-- begin Stored records --
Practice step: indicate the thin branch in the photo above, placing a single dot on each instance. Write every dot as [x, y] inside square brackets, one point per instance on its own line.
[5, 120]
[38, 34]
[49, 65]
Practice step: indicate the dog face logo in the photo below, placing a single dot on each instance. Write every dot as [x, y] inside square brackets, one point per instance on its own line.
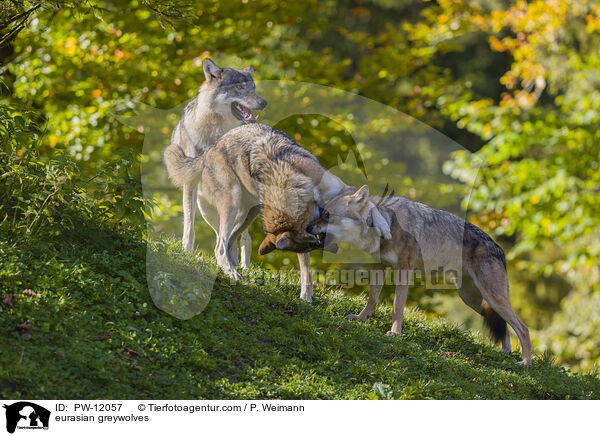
[26, 415]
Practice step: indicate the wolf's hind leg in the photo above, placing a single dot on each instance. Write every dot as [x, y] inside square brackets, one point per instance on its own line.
[189, 209]
[245, 249]
[228, 209]
[374, 290]
[492, 280]
[398, 309]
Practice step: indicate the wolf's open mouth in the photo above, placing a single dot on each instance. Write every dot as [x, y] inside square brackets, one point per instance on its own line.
[242, 112]
[324, 244]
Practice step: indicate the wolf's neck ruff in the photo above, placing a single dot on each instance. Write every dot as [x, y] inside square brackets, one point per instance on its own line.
[205, 125]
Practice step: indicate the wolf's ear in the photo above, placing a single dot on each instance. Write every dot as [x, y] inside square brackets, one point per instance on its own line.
[266, 246]
[361, 196]
[211, 71]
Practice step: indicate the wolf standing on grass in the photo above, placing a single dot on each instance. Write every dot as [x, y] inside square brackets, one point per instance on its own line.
[426, 237]
[226, 99]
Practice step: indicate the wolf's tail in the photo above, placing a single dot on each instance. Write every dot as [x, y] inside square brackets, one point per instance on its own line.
[493, 321]
[182, 169]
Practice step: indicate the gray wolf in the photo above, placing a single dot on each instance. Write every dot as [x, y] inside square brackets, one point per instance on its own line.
[254, 169]
[422, 235]
[225, 99]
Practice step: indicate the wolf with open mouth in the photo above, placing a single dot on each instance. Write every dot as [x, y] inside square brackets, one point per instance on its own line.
[226, 99]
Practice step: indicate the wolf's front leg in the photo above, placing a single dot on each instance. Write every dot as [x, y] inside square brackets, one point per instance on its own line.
[305, 277]
[189, 210]
[367, 311]
[245, 249]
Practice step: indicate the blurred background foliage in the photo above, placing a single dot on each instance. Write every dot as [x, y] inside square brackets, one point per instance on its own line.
[516, 84]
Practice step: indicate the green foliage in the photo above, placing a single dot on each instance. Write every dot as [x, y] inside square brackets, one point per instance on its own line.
[517, 84]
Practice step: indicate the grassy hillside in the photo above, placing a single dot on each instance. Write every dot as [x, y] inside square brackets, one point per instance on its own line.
[77, 320]
[95, 333]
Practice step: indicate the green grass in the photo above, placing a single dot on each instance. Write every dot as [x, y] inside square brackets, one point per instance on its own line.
[250, 341]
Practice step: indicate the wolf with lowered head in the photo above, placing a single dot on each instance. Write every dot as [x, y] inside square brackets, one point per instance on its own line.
[425, 237]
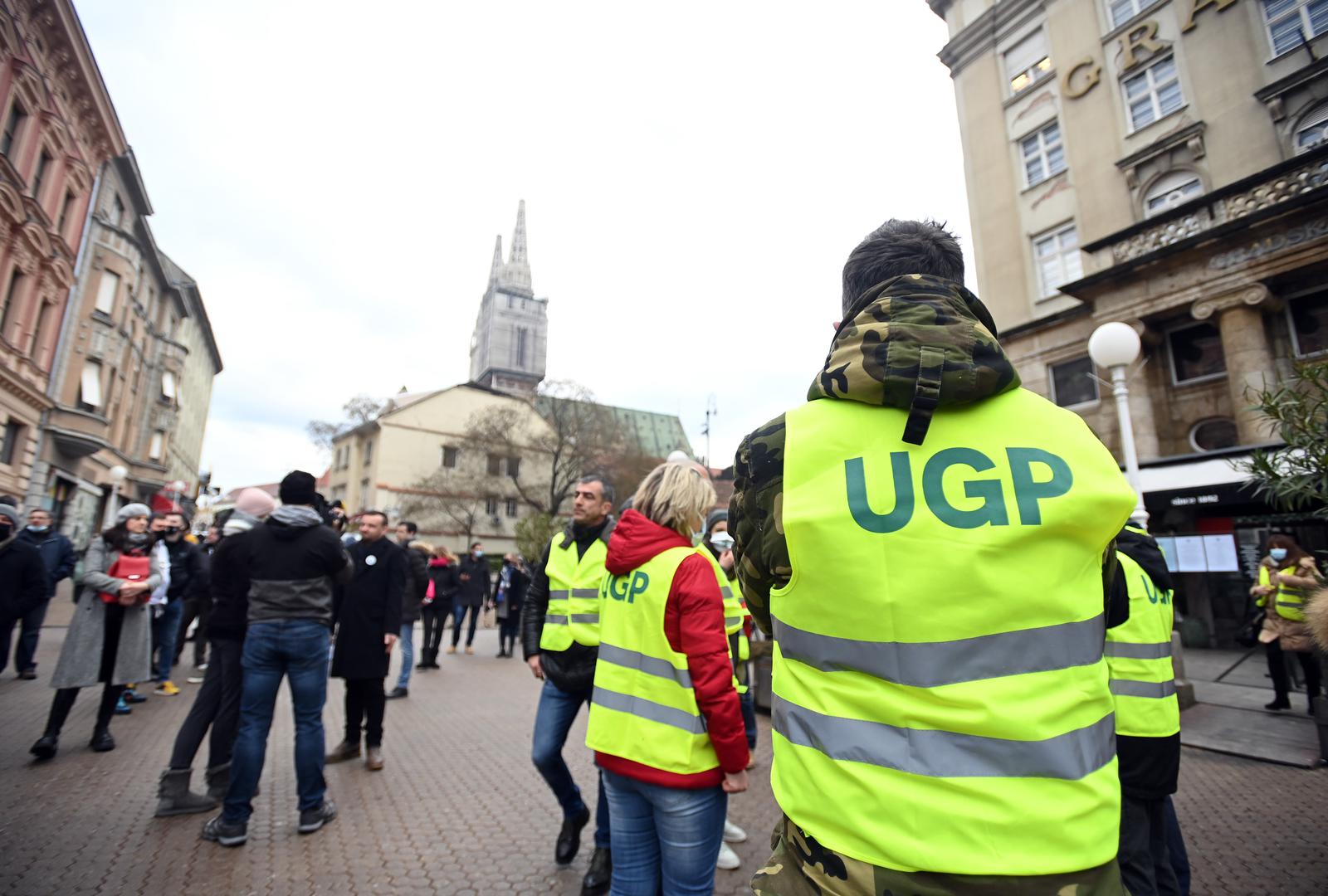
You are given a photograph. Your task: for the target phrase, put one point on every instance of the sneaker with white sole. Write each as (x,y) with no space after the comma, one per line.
(728,859)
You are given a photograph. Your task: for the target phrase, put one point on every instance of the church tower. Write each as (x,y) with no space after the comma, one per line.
(511,331)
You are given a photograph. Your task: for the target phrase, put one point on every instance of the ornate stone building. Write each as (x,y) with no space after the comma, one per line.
(1162,163)
(59,128)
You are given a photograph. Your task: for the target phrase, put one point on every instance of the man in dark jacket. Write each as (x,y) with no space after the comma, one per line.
(23,579)
(367,617)
(57,554)
(292,561)
(471,594)
(417,582)
(568,668)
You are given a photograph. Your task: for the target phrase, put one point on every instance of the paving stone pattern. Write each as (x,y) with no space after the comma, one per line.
(461,810)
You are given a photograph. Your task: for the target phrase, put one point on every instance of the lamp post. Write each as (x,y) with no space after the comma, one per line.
(1116,347)
(117,475)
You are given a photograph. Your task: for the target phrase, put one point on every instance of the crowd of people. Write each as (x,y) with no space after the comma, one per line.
(973,681)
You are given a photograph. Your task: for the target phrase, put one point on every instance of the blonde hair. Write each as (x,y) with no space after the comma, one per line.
(674,495)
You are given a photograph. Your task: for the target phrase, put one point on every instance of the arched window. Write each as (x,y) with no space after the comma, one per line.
(1172,190)
(1312,129)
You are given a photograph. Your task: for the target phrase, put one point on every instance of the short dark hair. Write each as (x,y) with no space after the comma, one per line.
(604,485)
(898,249)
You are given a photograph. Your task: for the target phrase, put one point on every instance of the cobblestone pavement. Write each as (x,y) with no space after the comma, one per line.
(461,810)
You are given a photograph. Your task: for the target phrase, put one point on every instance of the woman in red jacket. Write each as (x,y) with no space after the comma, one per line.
(666,723)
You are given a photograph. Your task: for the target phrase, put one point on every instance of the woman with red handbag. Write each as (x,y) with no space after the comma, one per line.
(110,639)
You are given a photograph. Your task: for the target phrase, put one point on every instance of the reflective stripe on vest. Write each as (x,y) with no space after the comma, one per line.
(573,614)
(1139,655)
(960,725)
(643,707)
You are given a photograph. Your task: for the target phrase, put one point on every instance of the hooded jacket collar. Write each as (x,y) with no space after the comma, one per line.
(920,343)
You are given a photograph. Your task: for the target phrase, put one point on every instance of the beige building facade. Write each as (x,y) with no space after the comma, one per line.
(1165,163)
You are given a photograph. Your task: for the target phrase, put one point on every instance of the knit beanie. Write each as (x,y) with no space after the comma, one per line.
(129,511)
(256,502)
(298,488)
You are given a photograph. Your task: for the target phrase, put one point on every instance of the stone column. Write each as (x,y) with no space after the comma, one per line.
(1245,343)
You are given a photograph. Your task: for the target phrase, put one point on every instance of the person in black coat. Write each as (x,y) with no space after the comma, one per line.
(367,617)
(471,581)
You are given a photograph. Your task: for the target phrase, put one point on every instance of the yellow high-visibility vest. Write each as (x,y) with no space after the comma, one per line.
(573,615)
(1139,655)
(940,701)
(643,707)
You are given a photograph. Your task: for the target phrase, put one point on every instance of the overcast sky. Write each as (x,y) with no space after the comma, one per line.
(334,174)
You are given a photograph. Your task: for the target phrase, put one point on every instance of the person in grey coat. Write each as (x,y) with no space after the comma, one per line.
(108,643)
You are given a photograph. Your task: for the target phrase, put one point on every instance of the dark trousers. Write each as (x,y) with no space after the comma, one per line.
(1145,858)
(197,608)
(461,615)
(435,617)
(217,707)
(364,707)
(1282,681)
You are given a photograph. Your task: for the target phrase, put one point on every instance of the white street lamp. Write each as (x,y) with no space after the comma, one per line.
(1116,347)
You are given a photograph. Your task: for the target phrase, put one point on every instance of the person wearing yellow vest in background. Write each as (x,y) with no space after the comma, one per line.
(1286,577)
(664,721)
(559,635)
(930,548)
(1148,716)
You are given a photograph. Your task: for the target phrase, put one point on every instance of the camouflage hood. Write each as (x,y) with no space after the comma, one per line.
(922,343)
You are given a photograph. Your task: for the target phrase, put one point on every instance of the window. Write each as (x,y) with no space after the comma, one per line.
(1122,11)
(1172,190)
(12,125)
(1042,154)
(40,174)
(1195,353)
(106,291)
(1027,61)
(90,387)
(1310,323)
(12,436)
(1213,435)
(1291,23)
(1073,382)
(1153,93)
(1312,129)
(1057,259)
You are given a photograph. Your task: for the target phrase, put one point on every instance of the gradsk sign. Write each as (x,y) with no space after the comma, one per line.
(1086,73)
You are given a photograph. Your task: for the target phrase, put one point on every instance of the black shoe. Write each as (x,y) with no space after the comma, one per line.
-- end Stored records --
Instructions to follow.
Every entry must be reproduced exactly, with the images left out.

Reply to the exercise.
Practice step: indicate the thin branch in the photo above, placing a single dot on each instance. Write every dot as [x, y] inside square brackets, one point per instance on its own line.
[5, 120]
[38, 34]
[49, 65]
Practice step: indicate the dog face logo in the photo below, placing a single dot on each instance. Write every dot as [x, y] inside square brackets, one point per instance on its own line.
[26, 415]
Practice step: indicate the wolf's hind leg in the photo above, placing a single dot on each instance. Write every dot as [x, y] inside square brackets, one point per instance on its own line.
[189, 209]
[245, 249]
[228, 209]
[374, 290]
[492, 280]
[398, 309]
Practice step: indicate the wolf's open mouth in the photo above, placing a single dot on each instance. Write every dot as [x, y] inside square brackets, one point per instance on its own line.
[242, 112]
[324, 244]
Practice step: indicate the wolf's neck ruff in the photo above, placing a single dot on each instance. Write every dot as [x, y] inside square brackets, one point per instance on its own line.
[205, 125]
Practice step: indicate the wolf's ear in the photo above, placing a single dot on each instance. Write every dot as [x, y] inside square brackets, one point per instance on its own line.
[266, 246]
[361, 196]
[211, 71]
Practice step: indicate the wolf standing on grass in the photo above, placing a single dot on each instance. Write every dot as [x, y] inside square brackets, one point per instance on its own line.
[426, 237]
[226, 99]
Practice step: indicate the wolf's tail in the photo above, placing a single dot on each instance. Write every dot as [x, y] inside square brackets, one point per instance on its own line.
[493, 321]
[182, 169]
Practice step: indicate the gray wolf in the photo above, placing a single dot on each instance. Write every dot as [x, y] inside square brackets, one point per instance on its own line.
[254, 169]
[422, 235]
[225, 99]
Practice step: indicate the wolf with open mouth in the photo above, placing a single dot on each instance. Write every dot as [x, y] inside square brackets, one point per instance on its own line.
[226, 99]
Practice step: indicate the wolf's front leg in the photo above, placing a single dot on each instance. Write every dot as [x, y] inside square brackets, one point per instance on its own line.
[305, 277]
[189, 210]
[367, 311]
[245, 249]
Practice step: indicate the blurred background foliage in the photo above, placing a single dot on each instance. Write every dot as [x, y] inside square brackets, one point per instance on its own line.
[516, 84]
Practice step: indicate the green foliage in the photo above, placing a single dot on each instance. Write every dot as [x, y] inside square brackets, one point per instance on its own line.
[517, 84]
Practice step: indicate the grassy hillside in the photo above, placing a single dot on each instance. Write every dot as [x, y] inside square brackets, one point per instance on its own line.
[77, 320]
[95, 333]
Practice step: indicate the green grass in the photo above, placing a single dot on each instance. Write every dot as [x, y] inside square brackets, one point per instance on its own line.
[250, 341]
Practice step: indicate the wolf with lowered head in the photo above, placing a single dot on each instance. Write every dot as [x, y] inside square brackets, one point per instance on its own line.
[425, 237]
You are given a photograph. Your task: for the target phrase, put one point on every instance of the sneaker with white sole. Write each as (x,y) with no space after the comma, one per line.
(728,859)
You are given a photograph. Your task: for the target phrase, put one point on every instance of the church tower. Write each as (x,y) with no space after the comma, one per line.
(511,331)
You are given a photograph. Your task: for the target phrase, put one point on every instance of the ornate stone building. Write each as (x,y) with no space after the comma, one per line.
(1162,163)
(59,128)
You are given a photograph. Your task: for the target phrase, put one point on every instance of the man in dark jacket. Write each as (x,y) with no space after the comma, one per line.
(23,579)
(367,617)
(57,554)
(292,561)
(471,594)
(417,582)
(568,668)
You are given a photograph. Your task: for the target phrase, put one point on every instance of the paving stone pattern. Write each as (x,y) with no space after the comma, one per line.
(461,810)
You are given a photograph. Your task: for the target phrase, put one point on every instance of the lamp post. Write each as (x,y) with no space after the comma, one per line.
(1116,347)
(117,475)
You are given a photograph. Your task: for the target phrase, put one point on every instance of the crowd of people. Write each as (x,y) with no space after the comma, one per line.
(973,681)
You are given a photograph. Your task: for the target phrase, put one point on every instance of the blonde hair. Write each as (x,y) with no space after the comma, one per line.
(674,495)
You are given a photograph. Your task: for the target phrase, put one point on every instance of the arched window. Write each as (x,y) with no space after the comma, one per line.
(1172,190)
(1312,129)
You are given a photograph. Your task: for the target phrase, put one point on every instance of the short dark hair. Write each as (x,y) with no space after the comma, one per line.
(604,485)
(898,249)
You are given a photograph. Your task: for the target phrase, put one point on every instance of the cobblestone pavement. Write each as (x,y) with no space after the comma, one per line.
(461,810)
You are given a photograph. Your task: for the target phrase, put one point on every instance of the woman in red jacket. Write each as (x,y) with no space after the comma, one per line.
(666,723)
You are given a photograph. Your task: for the target phrase, put one point on every instance of the woman with red handbag. Write each as (x,y) with no space after the comma, one per line.
(110,639)
You are given a photograph. Your task: for the target phrase, put one point on every instance of the reflective stripe on vest. Write each as (x,y) with no space after the comma, one per line.
(573,614)
(1139,655)
(960,725)
(643,707)
You are given a photograph. Your task: for the target phrase, put one point on every instance of the hooded jacket collar. Write each as (x,y) with no space after the comma, one per line.
(920,343)
You are given a photograph. Your task: for the target phrase, put one point on every instance of the beige building facade. Write each as (x,y) with no space after the comma, one per line.
(1165,163)
You are given a photograph. Your task: for the target phrase, put one point on every instance of the knit beanie. Write each as (x,y) with no space after the comma, one per line.
(129,511)
(256,502)
(298,488)
You are given a photograph. Your task: for the target phrase, put one point on every instance of the stone column. Write each as (x,y) with no space after the comma, one per line.
(1245,343)
You are given a photograph. Your task: for the target phrase, put one point on every instance of the person in black coat. Write each as (x,y) with no space after the comma, one per line.
(367,617)
(471,581)
You are given a photograph. Your task: for the target phrase, put one point on every instance of the yellow high-visibility vest. Write each as (x,y) with no space after the comma, one per line.
(573,615)
(1139,655)
(940,701)
(643,707)
You are given a photograph. Your task: for the target phrase, put one point on every instance of the overcast sky. Write each as (x,y) with no space after the comma, one per line.
(334,174)
You are given a photograph. Your task: for the target phrase, put one point on every instance of the person in grey coat. Write each as (x,y) with no space after the comma, one per line.
(108,643)
You are given a photograph. Your task: for the target phrase, put one point on every instance of the dark trousers. Write each as (x,y) with no space after the comma, one per line.
(1145,858)
(197,608)
(461,615)
(435,617)
(217,707)
(364,707)
(1282,681)
You are given a photograph. Your task: for the target phrase, put one point on every instance of the white street lamp. Write each as (x,y) with no space after the comma, one per line.
(1116,347)
You are given a photograph. Your task: for the target phrase, put one point on every instance of the person wearing yellow vest in background. Write each as (x,y) with no space after the comma, one per line.
(1286,577)
(664,721)
(559,635)
(930,548)
(1148,716)
You are given a photograph. Your task: for the target phrase, put one point on every instance of the camouflage hood. Write each as (x,y) with no space after the comma, one per line.
(922,343)
You are given a photograph. Your task: for the target phrase, put one point on every instance of the window. Write each as (x,y) with no space after the comma, one per line.
(1122,11)
(1172,190)
(12,125)
(1042,154)
(40,174)
(1195,353)
(106,291)
(1027,61)
(90,387)
(1310,323)
(12,436)
(1213,435)
(1291,23)
(1073,382)
(1153,93)
(1312,129)
(1057,259)
You are given a photograph. Your task: for the target phrase, put one point on every instance of the gradsk sign. Write each as (x,y) with no space after the comma, one per line.
(1086,73)
You are given a photograph. Your task: for the target phrase, put one point on every instance of the black shoe. Write each as (x,y) with no space after the comma, one per line.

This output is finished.